TEXTO FUENTE:
•••••
Estoy observando, desde abajo, cómo uno a uno ascienden todos mis compañeros por la escalera del sufrimiento sin dudar de que, con una buena dosis de constancia, llegarán a esa meta y totalmente convencidos de que, después de la meta, no habrá otra escalera que tomar. Y es en este preciso momento en el que veo cada pie ascender un escalón más en el que pienso: si la piedra es la misma, ¿por qué no la llevamos entre todos?; o, mejor, ¿y por qué no destrozamos directamente esa piedra pesada?; o yendo un poco más allá, ¿por qué no dinamitamos la escalera?  

Soy hija de mi tiempo y de mis circunstancias y aunque a veces me encantaría poder cambiarlas, tampoco sé si las que me van a rodear después son mejores. Así que, durante unos minutos más, y mirando la gran piedra que me acompaña y las escaleras que cada vez crecen más -ya no sé si es imaginación o realidad y que, a cada paso de un compañero, crece un escalón- decido cambiar de pensamiento: "es la constancia con lo que tengo que terminar". 

El esfuerzo y la autoridad

No podemos hablar de terminar con la constancia sin antes hablar de terminar con una idea que precede a la misma: el esfuerzo y que justifica a la misma: la autoridad. 

Sin esfuerzo no hay constancia y, no tiene por qué haber de lo uno, ni de lo otro. Y sin autoridad, no hay motivo final por el que ser constante en la consecución de un objetivo (ya sea una autoridad propia o ajena, intrínseca o extrínseca) 

Cuando hablamos de aprender del enemigo o, incluso, aprender del malo "porque si llegó a malo tuvo que ser listo", solemos hacer referencia a los grandes dictadores de nuestra Historia occidental. Nos sabemos de memoria el ascenso de Hitler al poder, la fragilidad de la Democracia, sabemos cómo funcionaba la dictadura franquista y la forma de eludir al censor durante el tardofranquismo -gracias a conocer su funcionamiento y su limitada capacidad de comprender entre líneas-... Pero nos hemos olvidado de estudiar de una forma igualmente pormenorizada a nuestra todopoderosa Biblia. Está tan enraizada en nuestra base cultural que no sabemos diferenciar qué parte de ella hemos elegido como fuente de nuestra moralidad y qué parte de ella nos ha elegido a nosotros. 

En Mateo, 7, encontramos todo un pasaje que podría pertenecer a cualquier oficina de atención al público en horario ininterrumpido y bajo salario. La constancia, el sufrimiento, la obediencia ciega o la promesa de un final dichoso se entrelazan en unos versículos que hoy nos dotan de gran parte de nuestro ideario cultural (recordemos aquello de la paja en el ojo ajeno y la viga en el propio).
•••••
LÍNEAS DE DATOS:

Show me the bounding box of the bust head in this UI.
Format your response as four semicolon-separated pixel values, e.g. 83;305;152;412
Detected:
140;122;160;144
•••••
EN QUÉ CONSISTE: Prosigue el texto sobre la constancia, el esfuerzo y la autoridad a partir de su última oración.

RESULTADO DE LA TAREA:
Entrad por la puerta estrecha, porque ancha es la puerta y espacioso el camino que lleva a la perdición, y muchos son los que entran por ella. Porque estrecha es la puerta y angosto el camino que lleva a la vida, y pocos son los que la hallan (Mateo, 7: 13-14). 

Y aconteció que cuando Jesús terminó estas palabras, la multitud se admiraba de su doctrina, porque les enseñaba como quien tiene autoridad, y no como los escribas. (Mateo 7: 28-29)

Cuatro versículos que demuestran que la cultura del esfuerzo que viene, además, de quien enseña como quien tiene autoridad, no es más que una idea que se ha ido reforzando a lo largo de los años y que siempre, incluso en los últimos años donde el esfuerzo se ha multiplicado, nos sigue pesando como si estuviéramos condenados a creer, de forma eterna e innata, que nunca hacemos lo suficiente. Y lo creemos, por si fuera poco además, de alguien que habla como quien tiene autoridad y no de alguien que habla con autoridad [puesto que la autoridad, de nuevo, es una creación propia o ajena, impuesta para la obediencia]. 

Ser persistente

Llegados a este punto, corro el doble riesgo de alargar esto de forma eterna y de, además, dejarlo en un punto pesimista donde nada se puede hacer ya más que mantenernos al margen de los convencionalismos o acatarlos de forma incuestionable. No quiero dejar al lector ante la disyuntiva de "no hacer nada por no poder" y de "no hacer nada por no querer", siendo precisamente esta idea la que ha permitido que los convencionalismos más contrarios a la justicia social se impongan. 

El "no hacer" nunca es una solución. Abolir, olvidar, superar la constancia y el esfuerzo debe llevar consigo, y de forma necesaria, el impulso de otra idea como su sucesora -o más bien como su sustituta-. Una idea revolucionaria y necesaria que mantenga el movimiento. 

Si la constancia hace referencia expresa al camino, a mantenerse en el camino sin importar lo que este suponga, incluidas las penosidades y el sufrimiento, puede que la constancia no sea, a fin de cuentas, esa virtud de la que tanto se habla. 

Buscando una sustitución a la constancia he considerado, en primer lugar, reemplazarla por la coherencia. La coherencia no se disputa en el terreno del camino en sí, sino en el de las ideas: mantiene a una persona en el camino siempre y cuando éste se adapte a las ideas en las que se reconoce, pudiendo incluso salirse del camino y encontrando otro diferente si el que había tomado no es coherente con sus ideales. 

Pero esta coherencia tiene un problema de base: la falta de conocimiento de una persona sobre ella misma y la falta, también, de conciencia. La falta, incluso si me apuran, de comprensión de lo que le rodea o de las condiciones que le han llevado a tomar un camino concreto. La coherencia necesita de un contexto de reflexión con el que no contamos hoy.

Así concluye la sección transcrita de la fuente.